The problem
Copy verbatim the block of lines in the entries below whose first line contains "Target: wooden floor" and whose last line contains "Exercise. Put one marker on every instance of the upholstered". Leave out all other lines.

━━━ Working data

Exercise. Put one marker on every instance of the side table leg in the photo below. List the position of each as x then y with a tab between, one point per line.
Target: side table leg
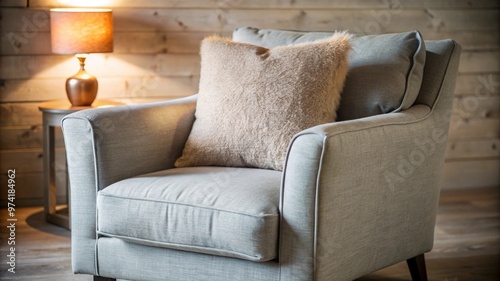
49	173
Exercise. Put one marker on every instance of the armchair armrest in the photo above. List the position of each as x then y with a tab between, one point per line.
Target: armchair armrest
106	145
361	184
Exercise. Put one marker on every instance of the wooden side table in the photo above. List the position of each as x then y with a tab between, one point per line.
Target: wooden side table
53	112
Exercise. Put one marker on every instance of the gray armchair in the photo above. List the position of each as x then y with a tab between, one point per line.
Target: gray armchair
354	196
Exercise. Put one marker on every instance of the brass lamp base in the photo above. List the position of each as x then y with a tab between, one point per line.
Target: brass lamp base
81	88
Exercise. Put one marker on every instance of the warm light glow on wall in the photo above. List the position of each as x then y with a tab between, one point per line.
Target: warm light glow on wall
85	3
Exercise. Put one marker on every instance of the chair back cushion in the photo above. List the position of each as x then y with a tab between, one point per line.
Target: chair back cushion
385	71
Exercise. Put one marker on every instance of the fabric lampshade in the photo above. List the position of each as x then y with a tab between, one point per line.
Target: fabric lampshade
78	31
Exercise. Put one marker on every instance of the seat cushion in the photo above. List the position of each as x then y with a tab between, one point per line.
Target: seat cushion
229	212
385	71
253	100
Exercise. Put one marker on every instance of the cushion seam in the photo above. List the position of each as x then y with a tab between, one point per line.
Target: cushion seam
275	214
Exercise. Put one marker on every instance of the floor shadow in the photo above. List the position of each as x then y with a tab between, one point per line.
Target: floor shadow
37	221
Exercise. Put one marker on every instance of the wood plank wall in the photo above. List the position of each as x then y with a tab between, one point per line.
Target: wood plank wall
156	57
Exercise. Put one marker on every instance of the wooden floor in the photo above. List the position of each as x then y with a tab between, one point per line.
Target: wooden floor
467	243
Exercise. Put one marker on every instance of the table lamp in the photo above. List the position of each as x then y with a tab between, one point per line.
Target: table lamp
80	32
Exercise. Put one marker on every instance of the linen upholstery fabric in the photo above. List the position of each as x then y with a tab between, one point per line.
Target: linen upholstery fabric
212	210
331	226
252	100
385	71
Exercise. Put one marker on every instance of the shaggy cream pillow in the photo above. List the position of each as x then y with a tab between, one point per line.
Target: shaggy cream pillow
252	100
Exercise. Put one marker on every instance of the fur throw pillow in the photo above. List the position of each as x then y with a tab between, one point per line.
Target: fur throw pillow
253	100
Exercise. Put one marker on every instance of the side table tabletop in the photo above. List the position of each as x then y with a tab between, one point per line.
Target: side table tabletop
53	112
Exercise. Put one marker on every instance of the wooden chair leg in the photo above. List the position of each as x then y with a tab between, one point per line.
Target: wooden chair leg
417	268
100	278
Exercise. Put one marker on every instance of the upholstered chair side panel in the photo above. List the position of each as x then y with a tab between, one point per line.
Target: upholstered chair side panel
79	141
106	145
297	206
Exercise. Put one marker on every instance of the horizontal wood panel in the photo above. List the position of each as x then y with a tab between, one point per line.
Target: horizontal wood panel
99	65
476	106
279	4
23	137
461	128
116	65
485	61
14	3
154	42
467	149
42	89
471	174
29	187
479	85
30	160
218	20
150	42
19	114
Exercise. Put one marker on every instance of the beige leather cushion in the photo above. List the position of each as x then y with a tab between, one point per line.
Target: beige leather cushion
252	100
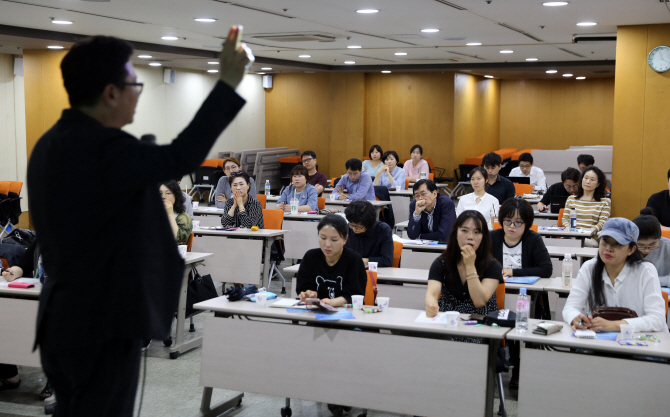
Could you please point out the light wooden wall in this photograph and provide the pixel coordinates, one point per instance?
(641, 99)
(556, 114)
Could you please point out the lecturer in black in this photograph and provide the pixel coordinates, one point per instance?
(113, 279)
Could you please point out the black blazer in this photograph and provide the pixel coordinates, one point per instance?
(535, 260)
(113, 268)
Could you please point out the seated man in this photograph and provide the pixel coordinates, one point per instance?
(358, 184)
(660, 202)
(432, 214)
(526, 169)
(568, 186)
(314, 177)
(497, 185)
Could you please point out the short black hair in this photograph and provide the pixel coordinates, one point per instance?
(513, 205)
(179, 199)
(308, 153)
(417, 146)
(337, 222)
(526, 157)
(361, 212)
(354, 164)
(378, 148)
(571, 174)
(429, 184)
(491, 159)
(91, 65)
(586, 159)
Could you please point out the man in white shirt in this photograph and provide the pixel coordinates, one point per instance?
(527, 169)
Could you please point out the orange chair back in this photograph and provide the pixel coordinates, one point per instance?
(521, 189)
(397, 252)
(273, 218)
(262, 198)
(369, 298)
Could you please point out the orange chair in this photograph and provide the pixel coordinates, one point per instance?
(521, 189)
(397, 252)
(262, 198)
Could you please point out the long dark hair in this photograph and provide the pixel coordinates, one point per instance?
(452, 255)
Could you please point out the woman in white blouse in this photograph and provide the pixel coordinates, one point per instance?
(479, 200)
(617, 277)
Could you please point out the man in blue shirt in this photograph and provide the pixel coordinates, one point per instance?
(358, 184)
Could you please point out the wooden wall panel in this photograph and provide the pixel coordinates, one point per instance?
(556, 114)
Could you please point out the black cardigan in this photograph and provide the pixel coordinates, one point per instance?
(535, 258)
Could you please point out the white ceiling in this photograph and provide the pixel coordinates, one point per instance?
(396, 28)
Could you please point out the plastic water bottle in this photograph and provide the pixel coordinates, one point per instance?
(522, 311)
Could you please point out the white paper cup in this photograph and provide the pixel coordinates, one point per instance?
(627, 332)
(383, 303)
(452, 318)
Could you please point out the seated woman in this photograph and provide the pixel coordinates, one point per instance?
(617, 277)
(223, 191)
(479, 199)
(652, 246)
(242, 209)
(390, 175)
(333, 272)
(372, 166)
(465, 277)
(370, 238)
(305, 193)
(180, 221)
(590, 203)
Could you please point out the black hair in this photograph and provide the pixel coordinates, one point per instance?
(393, 154)
(93, 64)
(416, 147)
(337, 222)
(308, 153)
(179, 200)
(378, 148)
(599, 192)
(361, 212)
(526, 157)
(648, 224)
(429, 184)
(571, 174)
(354, 164)
(452, 255)
(586, 159)
(491, 159)
(517, 205)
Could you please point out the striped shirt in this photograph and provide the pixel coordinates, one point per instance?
(591, 215)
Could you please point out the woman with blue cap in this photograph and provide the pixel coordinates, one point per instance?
(617, 277)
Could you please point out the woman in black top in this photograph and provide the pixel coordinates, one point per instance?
(465, 277)
(332, 273)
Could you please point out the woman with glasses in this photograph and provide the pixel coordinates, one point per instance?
(652, 246)
(372, 239)
(223, 191)
(242, 209)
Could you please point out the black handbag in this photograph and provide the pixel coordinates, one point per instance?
(200, 288)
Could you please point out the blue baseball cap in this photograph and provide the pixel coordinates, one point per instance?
(622, 230)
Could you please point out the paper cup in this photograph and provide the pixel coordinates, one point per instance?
(357, 301)
(452, 318)
(383, 303)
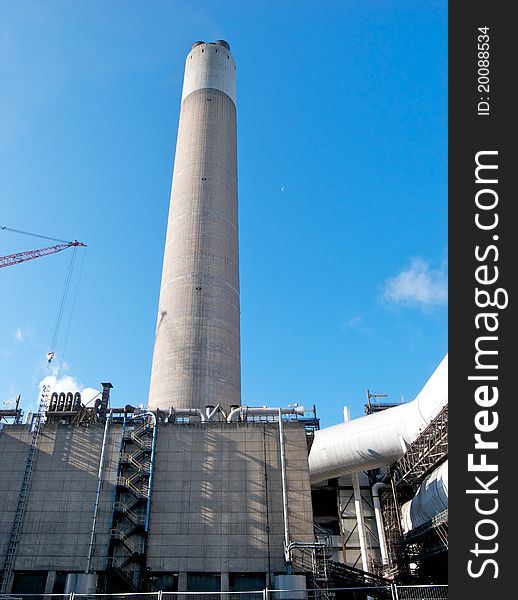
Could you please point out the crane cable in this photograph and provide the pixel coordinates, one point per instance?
(43, 237)
(74, 300)
(64, 296)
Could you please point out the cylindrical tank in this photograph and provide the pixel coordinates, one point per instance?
(196, 358)
(293, 587)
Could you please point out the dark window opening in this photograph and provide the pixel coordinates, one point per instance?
(246, 582)
(203, 582)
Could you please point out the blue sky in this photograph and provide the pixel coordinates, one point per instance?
(342, 161)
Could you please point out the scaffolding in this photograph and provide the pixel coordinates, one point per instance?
(131, 506)
(427, 452)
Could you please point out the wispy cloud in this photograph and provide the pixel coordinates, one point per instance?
(418, 285)
(357, 324)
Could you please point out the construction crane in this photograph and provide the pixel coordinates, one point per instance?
(14, 259)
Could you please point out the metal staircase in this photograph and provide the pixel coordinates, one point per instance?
(128, 534)
(5, 575)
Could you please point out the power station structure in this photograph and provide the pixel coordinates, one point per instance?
(198, 492)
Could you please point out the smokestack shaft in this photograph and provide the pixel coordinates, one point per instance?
(196, 359)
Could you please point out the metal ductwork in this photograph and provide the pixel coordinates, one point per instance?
(379, 439)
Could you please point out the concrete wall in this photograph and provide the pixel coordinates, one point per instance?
(214, 500)
(57, 523)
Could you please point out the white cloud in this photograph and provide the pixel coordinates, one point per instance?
(67, 383)
(357, 324)
(418, 285)
(21, 333)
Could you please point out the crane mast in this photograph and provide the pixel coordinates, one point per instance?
(14, 259)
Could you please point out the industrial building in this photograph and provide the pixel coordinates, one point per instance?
(198, 492)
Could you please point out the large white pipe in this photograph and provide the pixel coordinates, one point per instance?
(287, 556)
(431, 499)
(377, 440)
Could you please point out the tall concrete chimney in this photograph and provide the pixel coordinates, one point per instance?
(196, 358)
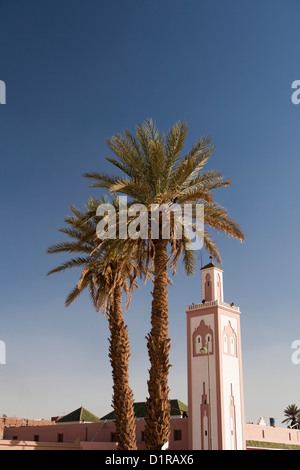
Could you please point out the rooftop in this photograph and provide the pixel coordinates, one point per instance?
(178, 408)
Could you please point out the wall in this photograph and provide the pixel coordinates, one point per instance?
(272, 434)
(100, 433)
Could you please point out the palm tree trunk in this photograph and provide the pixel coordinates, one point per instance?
(119, 353)
(157, 429)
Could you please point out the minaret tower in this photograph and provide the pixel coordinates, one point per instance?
(215, 384)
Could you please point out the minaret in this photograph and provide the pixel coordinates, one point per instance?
(215, 384)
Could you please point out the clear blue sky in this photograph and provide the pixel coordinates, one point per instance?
(79, 71)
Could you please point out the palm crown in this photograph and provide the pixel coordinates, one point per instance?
(155, 172)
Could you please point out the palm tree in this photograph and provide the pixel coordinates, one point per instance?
(292, 413)
(154, 172)
(106, 272)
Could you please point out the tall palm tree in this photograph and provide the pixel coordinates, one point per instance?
(292, 413)
(154, 172)
(106, 271)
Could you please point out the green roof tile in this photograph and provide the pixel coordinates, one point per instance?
(79, 415)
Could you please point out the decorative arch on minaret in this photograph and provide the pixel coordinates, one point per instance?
(229, 341)
(203, 336)
(208, 287)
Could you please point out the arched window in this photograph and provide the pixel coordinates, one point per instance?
(208, 342)
(198, 344)
(219, 287)
(225, 344)
(232, 346)
(208, 288)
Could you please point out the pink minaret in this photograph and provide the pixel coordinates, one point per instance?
(215, 384)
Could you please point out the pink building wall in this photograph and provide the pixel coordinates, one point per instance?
(94, 434)
(79, 436)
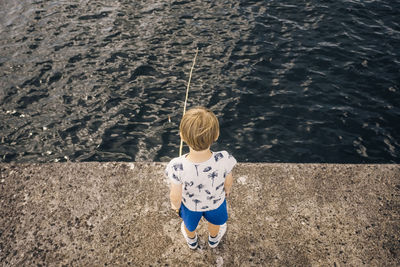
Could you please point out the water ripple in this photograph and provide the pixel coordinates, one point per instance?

━━━━━━

Answer to the exercise
Target: wooden floor
467	243
Exercise. Put one marker on every instance of the table lamp in the photo above. List the position of each as x then y with a tab between, one point per line.
Target: table lamp
80	32
Exercise. Put one marker on every instance of the linen upholstery fabric in the photo above. List the position of each as x then y with a tab between, one point per line.
Target: linen upholstery fabric
212	210
331	226
252	100
385	71
Exercise. Put one marker on every instance of the shaggy cream pillow in the photo above. List the position of each as x then y with a tab between, one point per line.
Target: shaggy cream pillow
252	100
Exercise. Put one marker on every instance of the fur throw pillow in the photo above. List the position of each as x then y with a tab between, one point per line.
Target: fur throw pillow
253	100
Exercise. Put one marker on every instance of the side table tabletop in the photo above. List the position of each as x then y with a tab between, one point per line.
Target: side table tabletop
53	112
Exercise. Put one marker on every instance of the wooden chair leg in the photo above. List the position of each as x then y with a tab between, one point per line.
Target: wooden chair leg
417	268
100	278
Exercise. Put one marker on every instance of the upholstered chair side panel in the photo above. List the position of each as x then y with a tab between, one point per line.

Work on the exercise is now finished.